• To be done
Which lines in the listing below contain the word "pole"? Collect every one of them and copy each line out in full.

###

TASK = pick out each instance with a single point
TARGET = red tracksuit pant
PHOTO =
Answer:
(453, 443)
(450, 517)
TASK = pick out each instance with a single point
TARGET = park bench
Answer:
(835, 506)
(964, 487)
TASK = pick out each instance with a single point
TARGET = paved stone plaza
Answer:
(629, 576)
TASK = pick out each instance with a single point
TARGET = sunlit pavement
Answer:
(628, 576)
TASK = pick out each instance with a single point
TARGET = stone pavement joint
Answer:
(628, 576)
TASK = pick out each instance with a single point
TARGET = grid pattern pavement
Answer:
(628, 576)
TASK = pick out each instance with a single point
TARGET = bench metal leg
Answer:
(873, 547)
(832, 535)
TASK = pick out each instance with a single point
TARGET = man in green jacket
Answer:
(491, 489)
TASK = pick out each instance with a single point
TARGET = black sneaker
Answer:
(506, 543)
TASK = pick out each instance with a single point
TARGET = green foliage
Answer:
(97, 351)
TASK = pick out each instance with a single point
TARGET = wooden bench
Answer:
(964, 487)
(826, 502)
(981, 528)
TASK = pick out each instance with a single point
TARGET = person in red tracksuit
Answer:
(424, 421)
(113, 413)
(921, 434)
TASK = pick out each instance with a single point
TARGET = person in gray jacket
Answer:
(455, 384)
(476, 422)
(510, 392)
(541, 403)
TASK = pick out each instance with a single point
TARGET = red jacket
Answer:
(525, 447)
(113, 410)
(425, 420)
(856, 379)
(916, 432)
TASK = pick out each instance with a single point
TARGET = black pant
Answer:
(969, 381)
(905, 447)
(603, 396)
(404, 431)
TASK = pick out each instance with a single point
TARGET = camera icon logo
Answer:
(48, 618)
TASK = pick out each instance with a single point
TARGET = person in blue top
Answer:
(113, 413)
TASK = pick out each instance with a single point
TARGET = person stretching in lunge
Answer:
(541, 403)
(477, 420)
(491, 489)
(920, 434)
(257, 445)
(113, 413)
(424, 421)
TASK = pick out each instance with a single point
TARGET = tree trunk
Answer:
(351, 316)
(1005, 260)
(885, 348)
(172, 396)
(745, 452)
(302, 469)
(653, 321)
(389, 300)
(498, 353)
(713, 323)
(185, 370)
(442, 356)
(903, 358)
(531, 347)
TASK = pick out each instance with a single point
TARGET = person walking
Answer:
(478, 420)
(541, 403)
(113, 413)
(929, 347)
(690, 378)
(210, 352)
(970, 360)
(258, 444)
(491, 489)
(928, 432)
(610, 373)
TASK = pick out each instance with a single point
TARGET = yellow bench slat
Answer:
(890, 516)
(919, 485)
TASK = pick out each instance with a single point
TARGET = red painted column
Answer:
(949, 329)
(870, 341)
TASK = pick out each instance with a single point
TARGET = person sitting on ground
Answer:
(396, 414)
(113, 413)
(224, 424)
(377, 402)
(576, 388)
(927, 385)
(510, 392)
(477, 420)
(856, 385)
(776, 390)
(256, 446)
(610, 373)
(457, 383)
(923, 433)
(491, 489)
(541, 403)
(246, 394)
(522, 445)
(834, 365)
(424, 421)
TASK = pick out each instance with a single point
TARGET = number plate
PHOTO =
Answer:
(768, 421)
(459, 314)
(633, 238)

###

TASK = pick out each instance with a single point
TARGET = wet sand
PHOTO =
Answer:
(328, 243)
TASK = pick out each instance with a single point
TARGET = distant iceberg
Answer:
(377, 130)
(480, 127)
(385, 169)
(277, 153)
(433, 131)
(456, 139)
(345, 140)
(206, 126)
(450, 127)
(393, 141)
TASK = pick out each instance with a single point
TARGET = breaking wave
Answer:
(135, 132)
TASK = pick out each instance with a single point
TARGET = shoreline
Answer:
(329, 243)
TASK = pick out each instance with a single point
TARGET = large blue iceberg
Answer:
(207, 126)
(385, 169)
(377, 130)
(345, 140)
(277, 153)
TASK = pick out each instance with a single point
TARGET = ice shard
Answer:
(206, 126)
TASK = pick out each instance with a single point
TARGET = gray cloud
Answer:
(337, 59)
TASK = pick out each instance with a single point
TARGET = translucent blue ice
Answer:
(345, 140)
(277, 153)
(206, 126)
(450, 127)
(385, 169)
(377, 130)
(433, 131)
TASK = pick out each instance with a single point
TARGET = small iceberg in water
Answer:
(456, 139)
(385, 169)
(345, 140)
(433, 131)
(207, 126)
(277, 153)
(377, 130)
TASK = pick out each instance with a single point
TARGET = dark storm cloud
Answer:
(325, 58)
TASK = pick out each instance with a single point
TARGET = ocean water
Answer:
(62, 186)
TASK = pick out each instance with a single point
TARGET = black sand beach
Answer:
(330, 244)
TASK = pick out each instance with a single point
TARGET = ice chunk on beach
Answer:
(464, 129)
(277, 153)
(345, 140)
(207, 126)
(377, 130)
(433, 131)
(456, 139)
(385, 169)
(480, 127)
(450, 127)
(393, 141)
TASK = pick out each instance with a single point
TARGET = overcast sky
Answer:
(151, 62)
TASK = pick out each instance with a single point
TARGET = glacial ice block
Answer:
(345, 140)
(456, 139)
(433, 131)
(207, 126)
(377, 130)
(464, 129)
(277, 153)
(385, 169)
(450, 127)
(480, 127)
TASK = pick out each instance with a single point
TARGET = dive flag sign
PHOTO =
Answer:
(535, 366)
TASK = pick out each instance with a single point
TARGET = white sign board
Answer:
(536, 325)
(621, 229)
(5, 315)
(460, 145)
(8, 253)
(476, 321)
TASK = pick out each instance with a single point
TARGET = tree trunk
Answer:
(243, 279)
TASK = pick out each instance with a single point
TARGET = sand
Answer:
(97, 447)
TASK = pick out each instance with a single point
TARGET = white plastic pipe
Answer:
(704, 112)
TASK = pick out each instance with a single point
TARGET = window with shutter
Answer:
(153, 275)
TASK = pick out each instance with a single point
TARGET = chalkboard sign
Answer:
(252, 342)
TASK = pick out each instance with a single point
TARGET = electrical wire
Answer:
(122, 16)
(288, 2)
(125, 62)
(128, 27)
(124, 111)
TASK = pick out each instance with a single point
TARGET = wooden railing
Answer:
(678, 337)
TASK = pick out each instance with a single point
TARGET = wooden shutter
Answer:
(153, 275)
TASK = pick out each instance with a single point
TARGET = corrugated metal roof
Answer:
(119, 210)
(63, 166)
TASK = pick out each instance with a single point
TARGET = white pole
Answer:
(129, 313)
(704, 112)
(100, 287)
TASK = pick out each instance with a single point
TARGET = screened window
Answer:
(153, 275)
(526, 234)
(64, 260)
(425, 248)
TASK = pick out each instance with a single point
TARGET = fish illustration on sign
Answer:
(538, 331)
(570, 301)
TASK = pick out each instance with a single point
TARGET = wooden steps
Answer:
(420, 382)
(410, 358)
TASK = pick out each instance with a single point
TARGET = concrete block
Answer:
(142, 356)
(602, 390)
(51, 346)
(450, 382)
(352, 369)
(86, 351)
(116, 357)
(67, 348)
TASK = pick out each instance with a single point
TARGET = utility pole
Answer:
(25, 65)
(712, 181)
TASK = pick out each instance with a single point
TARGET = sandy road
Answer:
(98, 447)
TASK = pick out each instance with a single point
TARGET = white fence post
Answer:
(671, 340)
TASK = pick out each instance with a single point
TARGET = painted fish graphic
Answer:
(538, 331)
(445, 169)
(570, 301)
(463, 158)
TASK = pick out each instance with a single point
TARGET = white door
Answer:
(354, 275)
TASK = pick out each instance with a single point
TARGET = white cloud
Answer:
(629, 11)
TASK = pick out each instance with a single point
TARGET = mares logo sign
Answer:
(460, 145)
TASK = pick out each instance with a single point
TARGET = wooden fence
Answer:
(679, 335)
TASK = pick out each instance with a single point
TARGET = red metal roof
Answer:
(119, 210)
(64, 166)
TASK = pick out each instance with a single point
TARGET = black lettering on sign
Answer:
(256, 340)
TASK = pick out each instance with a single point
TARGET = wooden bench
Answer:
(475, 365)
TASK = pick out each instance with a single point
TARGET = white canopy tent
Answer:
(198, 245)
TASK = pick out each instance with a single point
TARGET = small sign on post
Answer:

###

• Result of the task
TARGET = white pole
TARGET = utility pole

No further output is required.